Top of Selected passage

This should hopefully illustrate the remaining points I want to cover in this review, which are in no particular order:

  • The animation. Yes, it’s all stick figures. I hate stick figures. But stick figures are very easy to pose, and OFDP’s use of slo-mo and freeze-frames means there’s little actual animation in the game, turning this limitation into an asset; as an added bonus there’s plenty of different kung-fu styles in the game, each of which has a different set of action poses which are very well represented.
  • The finishing moves. OFDP is an astonishingly violent game, as evidenced by the bit twenty seconds in where I punch a Brawler’s heart out of his chest, and if it wasn’t all stick figures it would seem more than a little gratuitous. As it the game’s cartoonish nature means it gets away with it.
  • The music. While there isn’t quite enough of it what’s there is almost universally excellent and consistently energetic, which is exactly what you want from a game played in short frantic bursts1.

Bottom of Selected passage

* Questions on the material *
1 - Please condense the game review's paragraph beginning "The animation." into a shorter version that keeps its main facts.
2 - Reproduce a portion of the game review word for word. Begin at the words "This should hopefully" and stop after "very well represented.".

Top of Provided material

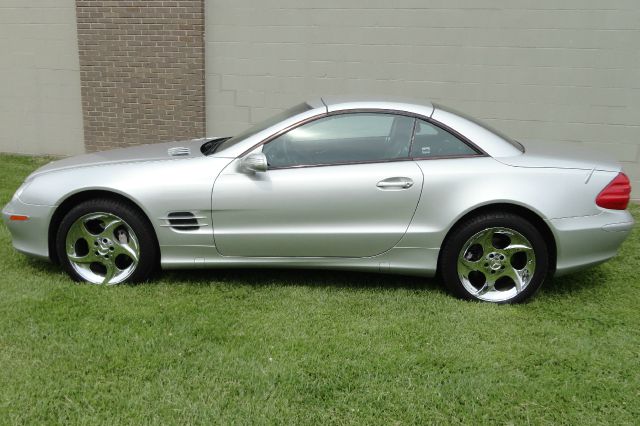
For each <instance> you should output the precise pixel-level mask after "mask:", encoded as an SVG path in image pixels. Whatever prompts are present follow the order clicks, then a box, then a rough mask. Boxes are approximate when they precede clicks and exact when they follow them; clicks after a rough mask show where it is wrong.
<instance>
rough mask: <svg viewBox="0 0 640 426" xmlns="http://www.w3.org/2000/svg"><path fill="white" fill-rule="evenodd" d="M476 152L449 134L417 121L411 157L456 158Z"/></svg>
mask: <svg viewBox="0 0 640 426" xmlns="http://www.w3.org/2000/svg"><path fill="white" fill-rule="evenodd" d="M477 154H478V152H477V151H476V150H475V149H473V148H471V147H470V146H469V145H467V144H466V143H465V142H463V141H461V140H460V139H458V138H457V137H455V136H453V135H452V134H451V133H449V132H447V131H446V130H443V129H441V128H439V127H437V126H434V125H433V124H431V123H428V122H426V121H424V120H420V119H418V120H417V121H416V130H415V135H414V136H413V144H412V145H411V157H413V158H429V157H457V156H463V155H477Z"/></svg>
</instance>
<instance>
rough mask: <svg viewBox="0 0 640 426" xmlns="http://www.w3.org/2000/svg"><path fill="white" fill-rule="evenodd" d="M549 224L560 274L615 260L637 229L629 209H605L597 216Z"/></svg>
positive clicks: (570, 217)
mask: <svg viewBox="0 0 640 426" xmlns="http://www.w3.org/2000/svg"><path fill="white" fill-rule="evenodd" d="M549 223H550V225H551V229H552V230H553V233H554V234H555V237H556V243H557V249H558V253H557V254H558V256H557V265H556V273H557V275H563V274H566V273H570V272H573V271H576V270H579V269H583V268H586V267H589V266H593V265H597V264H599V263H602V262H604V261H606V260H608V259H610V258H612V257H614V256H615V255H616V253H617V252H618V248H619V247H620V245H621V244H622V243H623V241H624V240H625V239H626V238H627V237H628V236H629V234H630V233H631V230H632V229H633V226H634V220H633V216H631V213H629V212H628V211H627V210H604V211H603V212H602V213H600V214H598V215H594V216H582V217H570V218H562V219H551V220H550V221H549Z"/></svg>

Bottom of Provided material

* Outputs for the tasks *
1 - The animation uses only stick figures, which the reviewer dislikes. However, they are easy to pose, and the game's reliance on slow motion and freeze-frames means it needs little real animation, so the limitation becomes a strength. The game also features many kung-fu styles, each with its own well-rendered set of action poses.

2 -
This should hopefully illustrate the remaining points I want to cover in this review, which are in no particular order:

  • The animation. Yes, it’s all stick figures. I hate stick figures. But stick figures are very easy to pose, and OFDP’s use of slo-mo and freeze-frames means there’s little actual animation in the game, turning this limitation into an asset; as an added bonus there’s plenty of different kung-fu styles in the game, each of which has a different set of action poses which are very well represented.